[Pointing dataset excerpts]
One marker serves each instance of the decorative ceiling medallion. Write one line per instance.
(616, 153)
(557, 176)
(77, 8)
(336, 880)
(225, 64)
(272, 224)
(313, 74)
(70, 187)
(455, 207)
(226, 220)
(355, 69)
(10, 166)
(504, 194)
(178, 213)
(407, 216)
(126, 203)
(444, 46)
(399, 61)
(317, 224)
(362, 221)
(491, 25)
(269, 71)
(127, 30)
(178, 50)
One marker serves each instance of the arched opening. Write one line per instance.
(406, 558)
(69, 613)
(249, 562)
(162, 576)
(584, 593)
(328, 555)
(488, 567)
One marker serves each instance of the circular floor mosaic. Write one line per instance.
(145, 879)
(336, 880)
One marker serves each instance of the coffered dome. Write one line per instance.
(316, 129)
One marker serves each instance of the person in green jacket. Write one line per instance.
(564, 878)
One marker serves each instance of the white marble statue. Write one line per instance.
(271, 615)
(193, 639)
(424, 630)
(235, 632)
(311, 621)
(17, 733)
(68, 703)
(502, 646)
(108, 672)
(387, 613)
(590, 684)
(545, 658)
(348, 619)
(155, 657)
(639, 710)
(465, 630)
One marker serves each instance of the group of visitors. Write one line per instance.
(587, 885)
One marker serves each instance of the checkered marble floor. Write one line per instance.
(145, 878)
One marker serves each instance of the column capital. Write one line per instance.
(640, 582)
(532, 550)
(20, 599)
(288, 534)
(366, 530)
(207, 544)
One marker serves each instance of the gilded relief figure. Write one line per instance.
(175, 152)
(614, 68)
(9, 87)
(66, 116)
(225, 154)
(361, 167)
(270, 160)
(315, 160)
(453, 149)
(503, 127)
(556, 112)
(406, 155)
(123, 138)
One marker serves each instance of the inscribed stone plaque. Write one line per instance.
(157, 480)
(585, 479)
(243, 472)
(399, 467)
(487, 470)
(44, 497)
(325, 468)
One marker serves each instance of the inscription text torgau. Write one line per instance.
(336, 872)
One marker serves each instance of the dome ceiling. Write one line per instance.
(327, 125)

**PROBLEM STATEMENT**. Extract all of the material exactly as it is written.

**TASK SOLUTION**.
One marker serves each instance of the decorative ceiling medallion. Write one line per instance.
(616, 153)
(557, 176)
(77, 8)
(336, 880)
(225, 64)
(272, 224)
(313, 74)
(70, 187)
(455, 207)
(226, 220)
(355, 69)
(10, 166)
(504, 194)
(178, 213)
(407, 216)
(126, 203)
(444, 46)
(399, 61)
(317, 224)
(362, 221)
(491, 25)
(269, 71)
(127, 30)
(178, 50)
One marker serves each instance of the arched opening. Write one line per instance.
(406, 558)
(69, 613)
(249, 562)
(162, 576)
(584, 593)
(328, 555)
(488, 567)
One marker serves each instance of the circular floor mosaic. Write one line per instance.
(145, 879)
(336, 880)
One marker serves each instance of the coffered dome. Write one line per instance.
(316, 129)
One marker serves each instance of the person in green jacket. Write one line per instance.
(564, 878)
One marker serves each instance of the white marble statue. Write one line per instance.
(271, 615)
(193, 639)
(424, 630)
(235, 632)
(311, 621)
(17, 733)
(68, 703)
(502, 646)
(108, 672)
(387, 613)
(590, 684)
(545, 658)
(348, 619)
(155, 657)
(639, 710)
(465, 630)
One marker serves each instance of the group of visitors. Write one line per instance.
(587, 885)
One marker serves each instance of the checkered marble floor. Write one line per instance.
(145, 878)
One marker serves each instance of the column capital. Write one line per instance.
(640, 582)
(532, 550)
(20, 599)
(288, 534)
(366, 530)
(207, 544)
One marker serves each instance of the gilded relief figure. Write one line per instance.
(175, 152)
(614, 68)
(9, 87)
(66, 116)
(225, 154)
(361, 167)
(270, 160)
(315, 160)
(453, 149)
(503, 127)
(556, 112)
(406, 155)
(123, 138)
One marker serves each instance of the inscribed stone plaque. Write one line per instance.
(157, 480)
(585, 479)
(243, 472)
(399, 467)
(487, 470)
(44, 497)
(325, 468)
One marker serves each instance of the inscription text torgau. Write one line per instance.
(336, 872)
One marker serves each instance of the dome ceiling. Write one line per instance.
(327, 125)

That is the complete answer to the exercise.